> **Prompt**
Word for word, reproduce the records, keeping none of the pictures.

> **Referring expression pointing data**
- - -

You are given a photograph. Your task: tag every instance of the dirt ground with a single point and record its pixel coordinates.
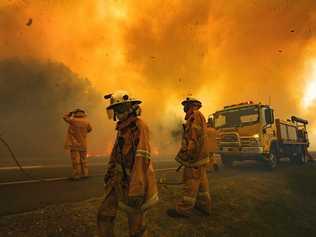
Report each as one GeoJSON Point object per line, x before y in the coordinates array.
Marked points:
{"type": "Point", "coordinates": [247, 201]}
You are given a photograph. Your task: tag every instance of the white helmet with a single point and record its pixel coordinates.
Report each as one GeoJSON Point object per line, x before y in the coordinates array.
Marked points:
{"type": "Point", "coordinates": [191, 99]}
{"type": "Point", "coordinates": [118, 98]}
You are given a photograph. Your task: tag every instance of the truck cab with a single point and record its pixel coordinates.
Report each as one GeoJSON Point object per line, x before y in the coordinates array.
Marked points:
{"type": "Point", "coordinates": [245, 131]}
{"type": "Point", "coordinates": [248, 131]}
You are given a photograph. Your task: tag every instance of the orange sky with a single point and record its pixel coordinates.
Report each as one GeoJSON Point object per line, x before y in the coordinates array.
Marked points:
{"type": "Point", "coordinates": [221, 52]}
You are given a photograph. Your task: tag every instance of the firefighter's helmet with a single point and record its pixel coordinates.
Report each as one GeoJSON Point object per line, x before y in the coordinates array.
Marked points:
{"type": "Point", "coordinates": [119, 98]}
{"type": "Point", "coordinates": [79, 113]}
{"type": "Point", "coordinates": [193, 101]}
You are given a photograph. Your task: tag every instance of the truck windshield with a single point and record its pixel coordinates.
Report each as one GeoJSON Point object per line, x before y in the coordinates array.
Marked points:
{"type": "Point", "coordinates": [236, 117]}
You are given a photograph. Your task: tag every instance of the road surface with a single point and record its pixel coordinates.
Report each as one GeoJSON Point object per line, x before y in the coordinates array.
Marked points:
{"type": "Point", "coordinates": [20, 194]}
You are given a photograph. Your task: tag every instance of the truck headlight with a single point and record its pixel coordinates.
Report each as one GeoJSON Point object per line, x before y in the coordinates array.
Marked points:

- - -

> **Solution to this task**
You are given a photograph. Your task: tag every instance of the dirt ground with a single point and record its pixel coordinates.
Report each as one GeoJSON Point object per line, x before y in the coordinates array.
Marked points:
{"type": "Point", "coordinates": [247, 201]}
You are given a photograph. Your task: tag every instance of the white helmet with a single point and record its pixel coordinates.
Report each as one GeoJSON Point object per line, x before y in the coordinates array.
Marked points:
{"type": "Point", "coordinates": [191, 99]}
{"type": "Point", "coordinates": [118, 98]}
You are given a photograph. Your task: tag every instance of the truck cab with a single point and record its pixel coordinates.
Report each as one GeoJSON Point object per line, x before y in the coordinates array.
Marked points:
{"type": "Point", "coordinates": [245, 131]}
{"type": "Point", "coordinates": [248, 131]}
You are given a photograph. Your task: tag every instance of the orange sky with a single point and record its pixel coordinates.
Report each as one GeoJSON Point object per line, x before y in the coordinates array.
Marked points:
{"type": "Point", "coordinates": [221, 52]}
You are given a photograph. Your task: tag every instance of the firefighter's helmet with a single point and record its pixel coordinates.
Report each as one GeoJSON Point object per line, x before y in the coordinates array.
Marked points:
{"type": "Point", "coordinates": [119, 98]}
{"type": "Point", "coordinates": [79, 113]}
{"type": "Point", "coordinates": [193, 101]}
You are given a photograph. Your task: tag every instance of the truck windshield with a single point and record its pixel coordinates.
Report each as one GeoJSON Point object per line, x before y in the coordinates array.
Marked points:
{"type": "Point", "coordinates": [236, 117]}
You are given a photograph. Your task: tag every instance of the road surface with a single point and record its pixel coordinates.
Report each as one GeoJSON Point object per line, x before y in the coordinates array.
Marked points:
{"type": "Point", "coordinates": [20, 194]}
You are given a photograph. Your task: tag every instance of the truck headlight with a single point and record its pixel coordinates.
Report each as one GeoJSON Point object per line, x before y in the coordinates array.
Marked points:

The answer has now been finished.